_LISTED RECORDS_
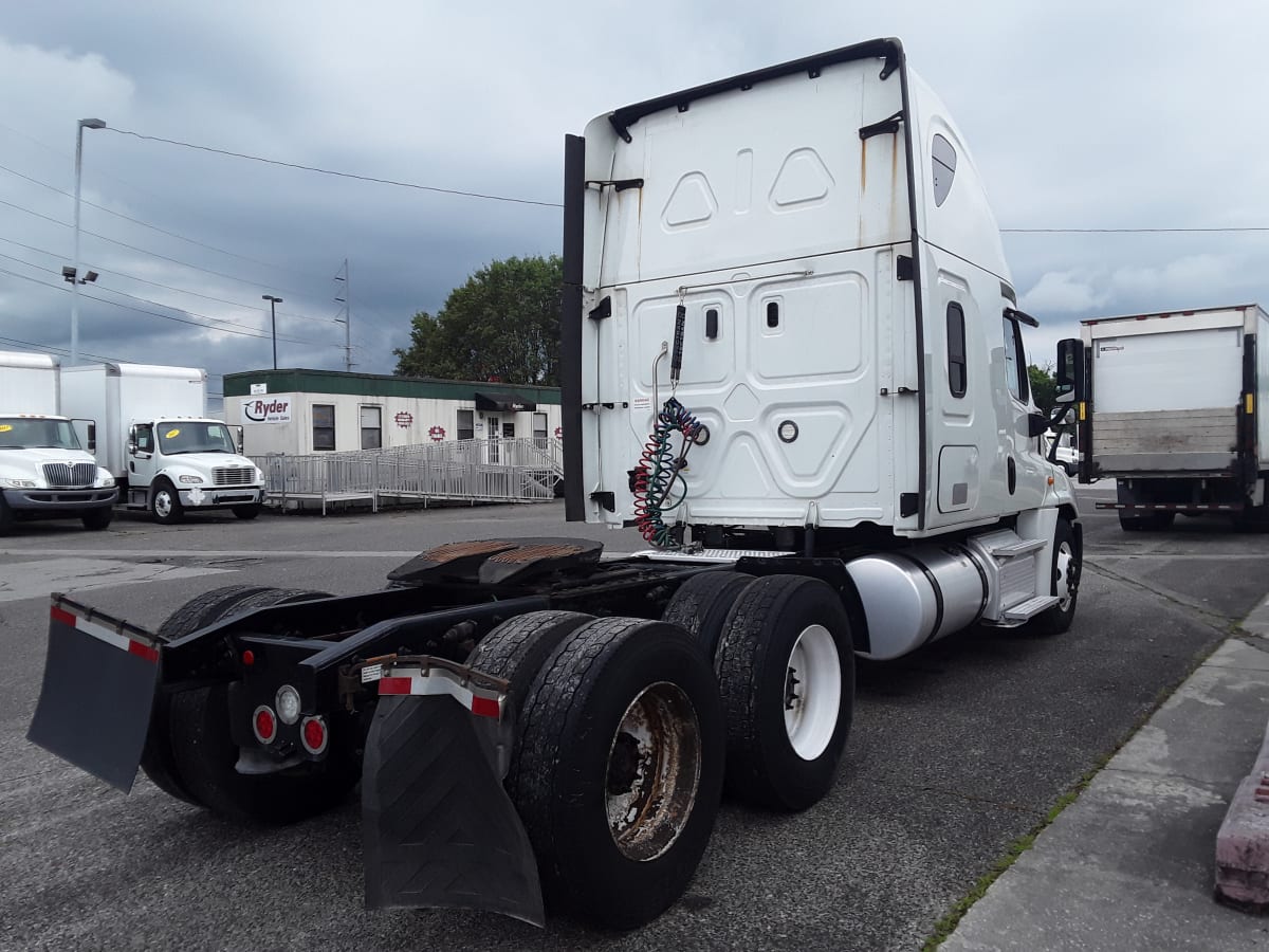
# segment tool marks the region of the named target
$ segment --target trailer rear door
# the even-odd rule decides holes
[[[1103,473],[1225,472],[1242,399],[1240,311],[1093,327],[1093,454]]]

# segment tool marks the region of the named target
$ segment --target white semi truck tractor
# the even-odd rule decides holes
[[[563,268],[567,517],[646,551],[456,542],[362,595],[209,592],[112,628],[128,651],[55,597],[32,739],[246,821],[360,781],[367,905],[632,928],[683,894],[725,791],[794,811],[839,782],[857,655],[1071,625],[1036,321],[898,41],[566,137]]]

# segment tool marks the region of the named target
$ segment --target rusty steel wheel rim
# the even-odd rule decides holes
[[[604,779],[608,831],[622,856],[648,862],[674,845],[700,782],[700,721],[681,688],[657,682],[631,702]]]

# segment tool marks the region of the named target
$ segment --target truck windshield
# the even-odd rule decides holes
[[[179,453],[235,453],[233,437],[223,423],[168,420],[155,425],[164,456]]]
[[[0,416],[0,449],[82,449],[70,420]]]

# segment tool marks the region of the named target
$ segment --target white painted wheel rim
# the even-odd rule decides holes
[[[815,760],[829,748],[841,711],[841,659],[822,625],[802,630],[784,675],[784,730],[793,753]]]
[[[1070,542],[1063,542],[1057,548],[1057,581],[1056,592],[1053,593],[1058,598],[1057,607],[1063,612],[1071,607],[1071,567],[1075,564],[1075,550],[1071,548]]]

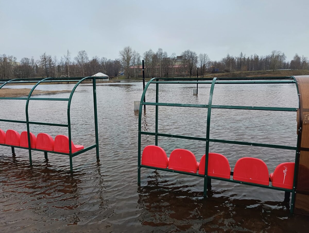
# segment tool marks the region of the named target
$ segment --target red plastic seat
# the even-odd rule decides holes
[[[273,186],[292,189],[295,165],[295,163],[287,162],[277,166],[273,173],[269,176]]]
[[[34,134],[30,132],[30,143],[32,148],[35,148],[36,145],[36,138]],[[20,134],[20,146],[29,147],[28,144],[28,134],[27,131],[23,131]]]
[[[171,153],[168,162],[168,169],[191,173],[196,173],[199,163],[193,153],[188,150],[176,149]]]
[[[71,141],[72,153],[84,149],[84,146],[80,145],[74,145]],[[65,135],[57,135],[55,138],[54,151],[69,154],[69,137]]]
[[[233,179],[248,183],[269,185],[269,173],[264,161],[256,158],[244,157],[236,162]]]
[[[168,158],[164,150],[157,146],[147,146],[143,151],[142,165],[150,167],[166,168],[168,165]]]
[[[5,132],[0,129],[0,144],[5,144]]]
[[[20,144],[20,135],[13,130],[8,130],[5,134],[5,144],[19,147]]]
[[[205,155],[202,157],[198,169],[198,174],[205,174]],[[223,155],[217,153],[208,154],[208,164],[207,175],[215,177],[230,179],[231,168],[228,160]]]
[[[40,133],[36,136],[36,149],[44,151],[54,150],[54,139],[49,134]]]

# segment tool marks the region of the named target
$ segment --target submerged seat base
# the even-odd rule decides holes
[[[72,153],[84,149],[83,146],[74,145],[72,140],[71,146]],[[69,154],[69,137],[61,134],[56,136],[55,138],[54,151]]]

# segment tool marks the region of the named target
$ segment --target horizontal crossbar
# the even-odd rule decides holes
[[[16,148],[20,148],[20,149],[24,149],[27,150],[29,150],[29,148],[28,147],[19,147],[16,146],[12,146],[10,145],[6,145],[6,144],[0,144],[0,146],[4,146],[6,147],[14,147]],[[80,151],[77,151],[75,153],[73,153],[72,154],[71,156],[72,157],[74,157],[74,156],[76,156],[77,155],[78,155],[84,152],[85,152],[86,151],[91,150],[93,148],[95,148],[97,145],[96,144],[91,146],[88,147],[87,147],[86,148],[83,149],[83,150],[81,150]],[[68,153],[64,153],[62,152],[58,152],[56,151],[46,151],[44,150],[40,150],[38,149],[36,149],[35,148],[31,148],[32,151],[42,151],[44,152],[48,152],[48,153],[53,153],[54,154],[59,154],[61,155],[70,155],[70,154]]]
[[[142,104],[158,106],[169,106],[176,107],[191,107],[193,108],[208,108],[208,104],[194,104],[188,103],[156,103],[153,102],[143,102]],[[270,111],[284,111],[296,112],[297,109],[295,108],[281,108],[278,107],[260,107],[255,106],[236,106],[233,105],[213,105],[213,108],[226,108],[248,110],[263,110]]]
[[[271,184],[270,183],[270,182],[269,185],[267,186],[267,185],[263,185],[259,184],[254,184],[253,183],[248,183],[248,182],[245,182],[243,181],[239,181],[238,180],[234,180],[233,179],[233,178],[231,177],[230,179],[225,179],[224,178],[220,178],[219,177],[215,177],[213,176],[205,176],[203,175],[200,175],[197,173],[190,173],[188,172],[182,172],[179,171],[176,171],[174,170],[169,169],[167,168],[156,168],[153,167],[150,167],[148,166],[145,166],[145,165],[140,165],[140,166],[141,167],[149,168],[151,169],[154,169],[154,170],[159,170],[160,171],[164,171],[166,172],[173,172],[175,173],[179,173],[180,174],[184,174],[185,175],[188,175],[190,176],[198,176],[200,177],[204,178],[204,177],[206,177],[208,178],[213,179],[214,179],[215,180],[222,180],[224,181],[227,181],[228,182],[236,183],[238,184],[246,184],[248,185],[250,185],[251,186],[255,186],[256,187],[260,187],[262,188],[269,188],[270,189],[274,189],[277,190],[279,190],[280,191],[284,191],[286,192],[291,192],[292,191],[292,190],[291,189],[288,189],[286,188],[278,188],[277,187],[273,187],[272,186]]]
[[[5,120],[0,119],[0,121],[5,121],[5,122],[13,122],[15,123],[22,123],[27,124],[27,121],[14,121],[11,120]],[[28,121],[29,124],[33,125],[51,125],[52,126],[59,126],[63,127],[68,127],[69,125],[65,124],[55,124],[54,123],[48,123],[44,122],[36,122],[36,121]]]
[[[193,140],[207,141],[207,139],[206,138],[200,138],[197,137],[191,137],[190,136],[176,135],[172,134],[160,134],[158,133],[145,132],[144,131],[141,132],[141,134],[146,135],[152,135],[153,136],[158,136],[161,137],[166,137],[170,138],[181,138],[184,139],[190,139]],[[297,148],[297,147],[291,147],[289,146],[282,146],[279,145],[274,145],[273,144],[266,144],[262,143],[255,143],[240,142],[238,141],[224,140],[219,139],[213,139],[212,138],[209,139],[209,141],[216,143],[227,143],[231,144],[235,144],[236,145],[242,145],[245,146],[252,146],[256,147],[268,147],[270,148],[277,148],[277,149],[285,149],[286,150],[296,150]]]
[[[44,94],[44,93],[43,93]],[[70,99],[67,98],[36,98],[31,97],[0,97],[0,99],[29,99],[33,100],[58,100],[59,101],[69,101]]]
[[[151,83],[165,83],[165,84],[211,84],[212,81],[150,81]],[[272,80],[265,80],[265,81],[220,81],[220,80],[216,81],[216,84],[289,84],[295,83],[294,80],[282,80],[278,81],[273,81]]]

_TO BE DONE_
Rewrite the listing above, changing every "segment tool" to "masking tool" and leaving everything else the same. Leave the pictures out of your answer.

_TASK SOLUTION_
# masking tool marks the region of the named target
$ segment --target trailer rear door
# the even-odd rule decides holes
[[[1103,473],[1225,472],[1242,399],[1240,311],[1093,327],[1093,454]]]

# masking tool marks the region of the named target
$ segment --target white semi truck tractor
# the even-odd rule decides holes
[[[563,268],[567,517],[646,551],[456,542],[362,595],[209,592],[112,628],[128,651],[55,597],[32,739],[246,821],[360,781],[367,905],[632,928],[683,894],[725,791],[794,811],[839,782],[857,655],[1071,625],[1036,321],[898,41],[566,137]]]

# masking tool marks the region of the named target
$ segment --target rusty steel wheel rim
# the even-odd rule decides holes
[[[604,779],[608,831],[622,856],[648,862],[674,845],[700,782],[700,721],[681,688],[657,682],[631,702]]]

# masking tool marks the region of the named target
$ segment --target truck windshield
# the even-odd rule decides holes
[[[179,453],[235,453],[233,437],[223,423],[168,420],[155,425],[164,456]]]
[[[0,416],[0,449],[82,449],[70,420]]]

# masking tool marks the region of the named target
$ segment --target white painted wheel rim
# the even-odd rule decides holes
[[[815,760],[829,748],[841,711],[841,659],[822,625],[802,630],[784,675],[784,730],[793,753]]]
[[[1070,542],[1063,542],[1057,548],[1057,581],[1056,592],[1053,593],[1058,598],[1057,607],[1063,612],[1071,607],[1071,567],[1075,564],[1075,550],[1071,548]]]

# masking tool marks the region of the named target
$ segment --target red plastic seat
# the even-odd rule decides holes
[[[273,186],[292,189],[295,165],[295,163],[287,162],[277,166],[273,173],[269,176]]]
[[[34,134],[30,132],[30,143],[32,148],[35,148],[36,145],[36,138]],[[20,134],[20,146],[29,147],[28,144],[28,134],[27,131],[23,131]]]
[[[171,153],[168,162],[168,169],[191,173],[196,173],[199,163],[193,153],[188,150],[176,149]]]
[[[71,141],[72,153],[84,149],[84,146],[80,145],[74,145]],[[65,135],[57,135],[55,138],[54,151],[69,154],[69,137]]]
[[[233,179],[248,183],[269,185],[269,173],[264,161],[256,158],[244,157],[236,162]]]
[[[168,158],[164,150],[157,146],[147,146],[143,151],[142,165],[150,167],[166,168],[168,165]]]
[[[5,132],[0,129],[0,144],[5,144]]]
[[[20,144],[20,135],[13,130],[8,130],[5,134],[5,144],[19,147]]]
[[[205,155],[202,157],[198,169],[198,174],[205,174]],[[223,155],[217,153],[208,154],[208,164],[207,175],[215,177],[230,179],[231,168],[228,160]]]
[[[40,133],[36,136],[36,149],[44,151],[54,150],[54,139],[49,134]]]

# masking tool marks the region of the named target
$ segment --target submerged seat base
# the even-odd rule decides holes
[[[72,153],[84,149],[83,146],[74,145],[72,140],[71,146]],[[69,154],[69,137],[61,134],[56,136],[55,138],[54,151]]]

# masking tool marks the region of the named target
$ segment --target horizontal crossbar
# the even-odd rule decides holes
[[[16,148],[20,148],[20,149],[24,149],[27,150],[29,150],[29,148],[28,147],[19,147],[16,146],[12,146],[10,145],[6,145],[6,144],[0,144],[0,146],[4,146],[6,147],[14,147]],[[80,151],[77,151],[75,153],[73,153],[72,154],[71,156],[72,157],[74,157],[74,156],[76,156],[77,155],[78,155],[84,152],[85,152],[86,151],[91,150],[93,148],[95,148],[97,145],[96,144],[91,146],[88,147],[87,147],[86,148],[83,149],[83,150],[81,150]],[[68,153],[64,153],[62,152],[58,152],[56,151],[46,151],[44,150],[40,150],[38,149],[36,149],[35,148],[31,148],[32,151],[42,151],[44,152],[48,152],[48,153],[53,153],[54,154],[59,154],[61,155],[70,155],[70,154]]]
[[[142,104],[158,106],[169,106],[176,107],[191,107],[193,108],[208,108],[208,104],[194,104],[188,103],[156,103],[153,102],[143,102]],[[270,111],[284,111],[296,112],[297,109],[295,108],[281,108],[278,107],[260,107],[255,106],[236,106],[233,105],[213,105],[213,108],[226,108],[248,110],[263,110]]]
[[[271,184],[270,183],[270,182],[269,185],[267,186],[267,185],[263,185],[259,184],[254,184],[253,183],[248,183],[248,182],[245,182],[243,181],[239,181],[238,180],[234,180],[233,179],[233,178],[231,177],[230,179],[225,179],[224,178],[220,178],[219,177],[215,177],[213,176],[205,176],[203,175],[200,175],[197,173],[190,173],[188,172],[182,172],[179,171],[176,171],[174,170],[169,169],[167,168],[156,168],[153,167],[150,167],[148,166],[145,166],[145,165],[140,165],[140,166],[141,167],[149,168],[151,169],[154,169],[154,170],[159,170],[160,171],[164,171],[166,172],[173,172],[175,173],[179,173],[180,174],[184,174],[185,175],[188,175],[190,176],[198,176],[200,177],[204,178],[204,177],[206,177],[208,178],[213,179],[214,179],[215,180],[222,180],[224,181],[227,181],[228,182],[236,183],[238,184],[246,184],[248,185],[250,185],[251,186],[255,186],[256,187],[260,187],[262,188],[269,188],[270,189],[274,189],[277,190],[279,190],[280,191],[284,191],[286,192],[291,192],[292,191],[292,190],[291,189],[288,189],[286,188],[278,188],[277,187],[273,187],[272,186]]]
[[[5,120],[0,119],[0,121],[5,121],[5,122],[13,122],[15,123],[22,123],[27,124],[27,121],[14,121],[11,120]],[[28,121],[29,124],[33,125],[51,125],[52,126],[59,126],[63,127],[68,127],[69,125],[65,124],[55,124],[54,123],[48,123],[44,122],[36,122],[36,121]]]
[[[193,140],[207,141],[207,139],[206,138],[200,138],[197,137],[191,137],[190,136],[176,135],[172,134],[160,134],[158,133],[145,132],[144,131],[141,132],[141,134],[146,135],[152,135],[153,136],[158,136],[161,137],[166,137],[170,138],[181,138],[184,139],[190,139]],[[297,148],[297,147],[291,147],[289,146],[282,146],[279,145],[274,145],[273,144],[266,144],[262,143],[255,143],[240,142],[238,141],[224,140],[219,139],[213,139],[212,138],[209,139],[209,141],[216,143],[227,143],[231,144],[235,144],[236,145],[242,145],[245,146],[252,146],[256,147],[268,147],[270,148],[277,148],[277,149],[285,149],[286,150],[296,150]]]
[[[44,94],[44,93],[43,93]],[[70,99],[67,98],[36,98],[31,97],[0,97],[0,99],[29,99],[33,100],[58,100],[59,101],[69,101]]]
[[[151,83],[165,83],[165,84],[211,84],[212,81],[150,81]],[[272,80],[265,80],[265,81],[220,81],[220,80],[216,81],[216,84],[289,84],[295,83],[294,80],[282,80],[278,81],[273,81]]]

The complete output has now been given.